**Exercise task**
Exclude the pictures and retype the entries as written.

**Supplied material**
▶

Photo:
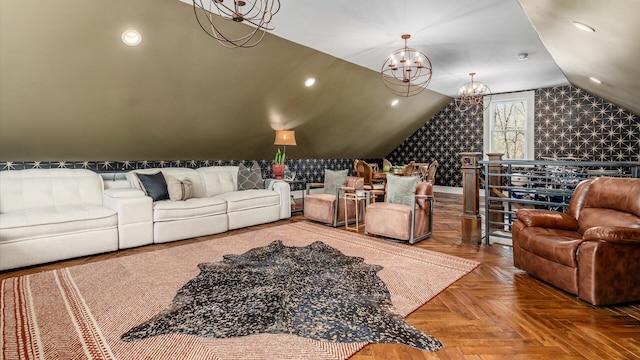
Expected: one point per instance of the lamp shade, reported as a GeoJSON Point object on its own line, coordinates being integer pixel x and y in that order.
{"type": "Point", "coordinates": [285, 137]}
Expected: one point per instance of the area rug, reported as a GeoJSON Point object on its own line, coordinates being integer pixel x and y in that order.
{"type": "Point", "coordinates": [135, 307]}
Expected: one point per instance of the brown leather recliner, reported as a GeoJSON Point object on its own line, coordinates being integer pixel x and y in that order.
{"type": "Point", "coordinates": [329, 208]}
{"type": "Point", "coordinates": [403, 222]}
{"type": "Point", "coordinates": [592, 251]}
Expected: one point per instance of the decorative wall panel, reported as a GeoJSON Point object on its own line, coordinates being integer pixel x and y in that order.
{"type": "Point", "coordinates": [569, 123]}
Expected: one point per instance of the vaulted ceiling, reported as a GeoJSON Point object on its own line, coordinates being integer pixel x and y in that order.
{"type": "Point", "coordinates": [69, 88]}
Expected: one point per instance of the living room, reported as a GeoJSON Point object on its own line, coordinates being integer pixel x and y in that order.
{"type": "Point", "coordinates": [73, 96]}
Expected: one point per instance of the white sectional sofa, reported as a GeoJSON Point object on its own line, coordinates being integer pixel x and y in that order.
{"type": "Point", "coordinates": [51, 215]}
{"type": "Point", "coordinates": [54, 214]}
{"type": "Point", "coordinates": [217, 205]}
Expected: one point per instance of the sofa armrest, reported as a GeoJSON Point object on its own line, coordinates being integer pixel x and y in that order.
{"type": "Point", "coordinates": [284, 190]}
{"type": "Point", "coordinates": [546, 219]}
{"type": "Point", "coordinates": [616, 234]}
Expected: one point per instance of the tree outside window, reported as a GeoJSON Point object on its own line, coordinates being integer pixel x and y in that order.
{"type": "Point", "coordinates": [509, 125]}
{"type": "Point", "coordinates": [508, 133]}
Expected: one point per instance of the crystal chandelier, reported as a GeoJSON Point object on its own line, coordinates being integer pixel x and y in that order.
{"type": "Point", "coordinates": [473, 96]}
{"type": "Point", "coordinates": [407, 71]}
{"type": "Point", "coordinates": [257, 14]}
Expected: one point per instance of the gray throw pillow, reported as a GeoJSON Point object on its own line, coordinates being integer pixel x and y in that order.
{"type": "Point", "coordinates": [400, 189]}
{"type": "Point", "coordinates": [154, 185]}
{"type": "Point", "coordinates": [179, 190]}
{"type": "Point", "coordinates": [334, 180]}
{"type": "Point", "coordinates": [250, 178]}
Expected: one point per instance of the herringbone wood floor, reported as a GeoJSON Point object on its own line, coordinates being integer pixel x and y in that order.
{"type": "Point", "coordinates": [495, 312]}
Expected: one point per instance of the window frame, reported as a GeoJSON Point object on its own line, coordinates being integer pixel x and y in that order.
{"type": "Point", "coordinates": [529, 98]}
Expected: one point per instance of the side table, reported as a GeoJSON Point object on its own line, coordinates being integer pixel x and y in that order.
{"type": "Point", "coordinates": [361, 198]}
{"type": "Point", "coordinates": [295, 209]}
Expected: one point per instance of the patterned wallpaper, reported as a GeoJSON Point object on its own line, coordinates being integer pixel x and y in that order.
{"type": "Point", "coordinates": [309, 170]}
{"type": "Point", "coordinates": [569, 122]}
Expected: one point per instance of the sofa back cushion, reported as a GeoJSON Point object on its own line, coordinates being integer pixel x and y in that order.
{"type": "Point", "coordinates": [37, 188]}
{"type": "Point", "coordinates": [611, 202]}
{"type": "Point", "coordinates": [182, 174]}
{"type": "Point", "coordinates": [219, 179]}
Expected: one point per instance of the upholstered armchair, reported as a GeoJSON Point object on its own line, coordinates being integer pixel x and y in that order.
{"type": "Point", "coordinates": [592, 251]}
{"type": "Point", "coordinates": [407, 217]}
{"type": "Point", "coordinates": [327, 206]}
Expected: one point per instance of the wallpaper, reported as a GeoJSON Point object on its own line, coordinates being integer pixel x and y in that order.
{"type": "Point", "coordinates": [569, 122]}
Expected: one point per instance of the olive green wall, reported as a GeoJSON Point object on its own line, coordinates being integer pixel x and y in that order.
{"type": "Point", "coordinates": [71, 90]}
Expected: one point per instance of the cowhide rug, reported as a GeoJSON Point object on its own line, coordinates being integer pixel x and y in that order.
{"type": "Point", "coordinates": [313, 291]}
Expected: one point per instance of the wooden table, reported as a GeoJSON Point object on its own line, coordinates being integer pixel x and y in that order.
{"type": "Point", "coordinates": [361, 199]}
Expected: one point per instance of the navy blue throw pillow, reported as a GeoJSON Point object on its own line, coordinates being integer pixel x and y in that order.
{"type": "Point", "coordinates": [154, 185]}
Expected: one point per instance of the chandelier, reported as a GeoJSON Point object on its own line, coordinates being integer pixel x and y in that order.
{"type": "Point", "coordinates": [257, 14]}
{"type": "Point", "coordinates": [407, 71]}
{"type": "Point", "coordinates": [472, 95]}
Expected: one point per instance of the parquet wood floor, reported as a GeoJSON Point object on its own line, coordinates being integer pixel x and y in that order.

◀

**Expected output**
Photo:
Expected: one point per instance of the lamp shade, reported as a GeoJSON Point object on its own line, coordinates being integer pixel x and y in that order.
{"type": "Point", "coordinates": [285, 137]}
Expected: one point per instance of the area rug, reported as a GeoJSON Point object on its own line, coordinates being integer pixel x and y in that order.
{"type": "Point", "coordinates": [135, 307]}
Expected: one point per instance of the brown leather recliner, reported as a GeoJSON Point object on its own line, coordinates being integer pixel x and y in that order.
{"type": "Point", "coordinates": [329, 208]}
{"type": "Point", "coordinates": [403, 222]}
{"type": "Point", "coordinates": [592, 251]}
Expected: one point per instance of the decorative wall panel, reported as a GeoJSON Point object on its own line, coordinates being integer pixel x and y in that order.
{"type": "Point", "coordinates": [569, 123]}
Expected: one point per instance of the vaulted ceiling, reported as a GeoJSON Point object on its own line, coordinates being integer pixel x and y in that order.
{"type": "Point", "coordinates": [69, 88]}
Expected: one point per instance of the living room, reported as a GeoJSON Point object on its own line, coordinates being integer pixel x and y in that order.
{"type": "Point", "coordinates": [73, 96]}
Expected: one point per instance of the white sectional sofa, reported as a GeoJSON Point object on its own line, coordinates being integer pixel x and y in that order.
{"type": "Point", "coordinates": [51, 215]}
{"type": "Point", "coordinates": [54, 214]}
{"type": "Point", "coordinates": [217, 205]}
Expected: one point per instance of the sofa armrest, reported as a GeoJSON Point object on its own line, coordinates being integer pixel x and y in that order.
{"type": "Point", "coordinates": [284, 190]}
{"type": "Point", "coordinates": [546, 219]}
{"type": "Point", "coordinates": [616, 234]}
Expected: one point per instance of the tree outside window, reported as a GeoJSON Point object on its own line, coordinates being integer pixel x and y in that order.
{"type": "Point", "coordinates": [509, 125]}
{"type": "Point", "coordinates": [508, 133]}
Expected: one point per instance of the crystal chandelier, reported as a GeoJSON Point object on its own line, coordinates being integer pixel x and y in that order.
{"type": "Point", "coordinates": [473, 96]}
{"type": "Point", "coordinates": [407, 71]}
{"type": "Point", "coordinates": [257, 14]}
Expected: one point per instance of the gray throw pillow, reported as a GeoJSON Point object on its own line, coordinates being integer pixel x and y in that order.
{"type": "Point", "coordinates": [400, 189]}
{"type": "Point", "coordinates": [154, 185]}
{"type": "Point", "coordinates": [179, 190]}
{"type": "Point", "coordinates": [334, 180]}
{"type": "Point", "coordinates": [250, 178]}
Expected: one point per instance of the herringbone wood floor, reported as a GeoJSON Point object on its own line, coordinates being integer pixel x and y in that order.
{"type": "Point", "coordinates": [495, 312]}
Expected: one point per instance of the window frame, reported as a GeoJSON Point object on its own line, coordinates being integer pixel x and y in that order.
{"type": "Point", "coordinates": [529, 98]}
Expected: one point per instance of the side table, reported as a GeoJSON Point object on its own line, coordinates being integer pixel x and y in that order.
{"type": "Point", "coordinates": [361, 198]}
{"type": "Point", "coordinates": [295, 209]}
Expected: one point per instance of the patterned wallpaper, reported as a GeoJSON Point object on its own line, coordinates being integer pixel x and y in that order.
{"type": "Point", "coordinates": [309, 170]}
{"type": "Point", "coordinates": [569, 122]}
Expected: one point per instance of the sofa back cushion, reported as a GeoJSON Point object on its own line, coordinates being integer pixel x and y in that order.
{"type": "Point", "coordinates": [37, 188]}
{"type": "Point", "coordinates": [611, 202]}
{"type": "Point", "coordinates": [182, 174]}
{"type": "Point", "coordinates": [219, 179]}
Expected: one point per instance of the upholstered armchair, reported as a GeoJSON Point object on its own line, coordinates being integer pixel x and y in that order.
{"type": "Point", "coordinates": [592, 251]}
{"type": "Point", "coordinates": [407, 217]}
{"type": "Point", "coordinates": [327, 206]}
Expected: one point per instance of the wallpaper, reported as a GeoJSON Point object on its own line, coordinates being integer pixel x and y in that order.
{"type": "Point", "coordinates": [569, 122]}
Expected: one point per instance of the olive green wall, reported as a GeoJSON Point object on its own line, coordinates being integer pixel x and y in that order.
{"type": "Point", "coordinates": [71, 90]}
Expected: one point per instance of the cowhide rug, reported as a GeoJSON Point object on its own line, coordinates being integer pixel x and y in that order.
{"type": "Point", "coordinates": [313, 291]}
Expected: one point per instance of the wooden table, reported as a GeoJSON Point object on its own line, coordinates being integer pixel x and y in that order.
{"type": "Point", "coordinates": [361, 199]}
Expected: one point per instance of the navy blue throw pillow, reported as a GeoJSON Point object on its own line, coordinates being integer pixel x and y in that order.
{"type": "Point", "coordinates": [154, 185]}
Expected: one point per instance of the chandelier, reported as a GeoJSON Point object on its own line, coordinates being integer pixel x and y in that order.
{"type": "Point", "coordinates": [257, 14]}
{"type": "Point", "coordinates": [407, 71]}
{"type": "Point", "coordinates": [472, 95]}
Expected: one point per instance of the parquet wood floor, reported as a GeoJSON Point object on its own line, coordinates being integer pixel x and y in that order.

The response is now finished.